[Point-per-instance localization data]
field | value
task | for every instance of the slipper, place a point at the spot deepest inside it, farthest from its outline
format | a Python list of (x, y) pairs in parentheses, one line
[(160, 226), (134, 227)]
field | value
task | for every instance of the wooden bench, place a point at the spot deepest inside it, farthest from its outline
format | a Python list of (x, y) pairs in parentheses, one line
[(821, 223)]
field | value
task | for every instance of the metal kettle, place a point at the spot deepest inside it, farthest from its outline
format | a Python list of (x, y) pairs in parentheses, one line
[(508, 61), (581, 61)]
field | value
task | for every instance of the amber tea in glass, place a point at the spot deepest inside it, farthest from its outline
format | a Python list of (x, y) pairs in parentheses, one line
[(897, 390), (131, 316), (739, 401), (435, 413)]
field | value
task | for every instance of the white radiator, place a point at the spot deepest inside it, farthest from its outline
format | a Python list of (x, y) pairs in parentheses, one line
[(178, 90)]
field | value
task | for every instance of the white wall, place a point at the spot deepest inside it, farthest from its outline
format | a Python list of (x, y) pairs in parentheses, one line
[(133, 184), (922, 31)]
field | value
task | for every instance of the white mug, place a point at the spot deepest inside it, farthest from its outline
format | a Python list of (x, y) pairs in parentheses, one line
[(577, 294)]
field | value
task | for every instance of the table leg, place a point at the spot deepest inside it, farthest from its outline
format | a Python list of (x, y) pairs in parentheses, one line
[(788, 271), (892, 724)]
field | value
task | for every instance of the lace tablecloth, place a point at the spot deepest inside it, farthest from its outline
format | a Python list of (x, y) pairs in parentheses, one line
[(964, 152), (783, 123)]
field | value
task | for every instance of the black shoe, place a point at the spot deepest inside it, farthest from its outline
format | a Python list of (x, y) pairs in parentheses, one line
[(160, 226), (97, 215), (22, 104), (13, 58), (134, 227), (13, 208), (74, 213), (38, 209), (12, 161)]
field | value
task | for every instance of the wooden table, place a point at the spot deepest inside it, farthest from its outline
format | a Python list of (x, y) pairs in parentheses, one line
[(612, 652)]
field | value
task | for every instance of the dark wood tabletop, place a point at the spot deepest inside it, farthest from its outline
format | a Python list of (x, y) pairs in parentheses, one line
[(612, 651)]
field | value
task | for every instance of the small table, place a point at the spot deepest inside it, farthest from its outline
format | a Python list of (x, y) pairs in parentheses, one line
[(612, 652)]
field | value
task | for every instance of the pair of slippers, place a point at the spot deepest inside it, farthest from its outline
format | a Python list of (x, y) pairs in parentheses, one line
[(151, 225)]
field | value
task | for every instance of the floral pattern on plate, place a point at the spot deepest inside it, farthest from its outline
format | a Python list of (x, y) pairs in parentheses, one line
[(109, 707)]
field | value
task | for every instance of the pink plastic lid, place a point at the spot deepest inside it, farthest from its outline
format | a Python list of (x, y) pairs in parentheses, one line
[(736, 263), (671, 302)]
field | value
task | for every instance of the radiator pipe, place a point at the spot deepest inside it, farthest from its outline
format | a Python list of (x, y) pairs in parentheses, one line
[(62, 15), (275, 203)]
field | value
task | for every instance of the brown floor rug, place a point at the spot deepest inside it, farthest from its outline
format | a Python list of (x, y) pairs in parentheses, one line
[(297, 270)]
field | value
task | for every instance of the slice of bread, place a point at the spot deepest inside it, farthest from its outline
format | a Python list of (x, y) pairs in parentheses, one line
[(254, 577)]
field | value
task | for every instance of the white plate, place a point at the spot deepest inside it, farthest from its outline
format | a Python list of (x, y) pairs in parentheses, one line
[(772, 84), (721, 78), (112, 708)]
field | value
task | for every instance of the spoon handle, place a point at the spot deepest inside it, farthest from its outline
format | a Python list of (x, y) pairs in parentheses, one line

- **Required work**
Repeat only the lines running from the line that contains "task | for every instance of the pink" through the last line above, inclusive.

- **Solution to the exercise**
task | for every instance of the pink plastic lid, place a point at the spot deepest inside it, farthest from its outline
format | a Python list of (x, y) pairs in parentheses, one line
[(736, 263), (671, 302)]
field | value
task | for every instance of the radiator pipe, place a point at the spot deepest inside it, farthest from its outline
format | a Python list of (x, y) pairs in parentheses, one line
[(62, 15), (275, 203)]
field | value
task | for every instance of the brown floor rug, place a point at the spot deepest inside it, farthest from its outline
format | a Python list of (x, y) pairs in parentheses, one line
[(297, 270)]
field | value
task | for every instance of the slice of bread, place a point at the spot deepest inside it, farthest from its outline
format | a Python list of (x, y) pairs in parentheses, one line
[(254, 577)]
field | value
task | for every instance of the white plate, place a point at the spot deepest inside it, farthest from its outline
format | a Python list of (x, y) pairs in parentheses, one line
[(772, 84), (721, 78), (112, 708)]
field | value
task | for every instance of the spoon handle, place a point at the spot deepest inside it, farthest from its outline
format | a Python list of (x, y) pairs in parentheses, one line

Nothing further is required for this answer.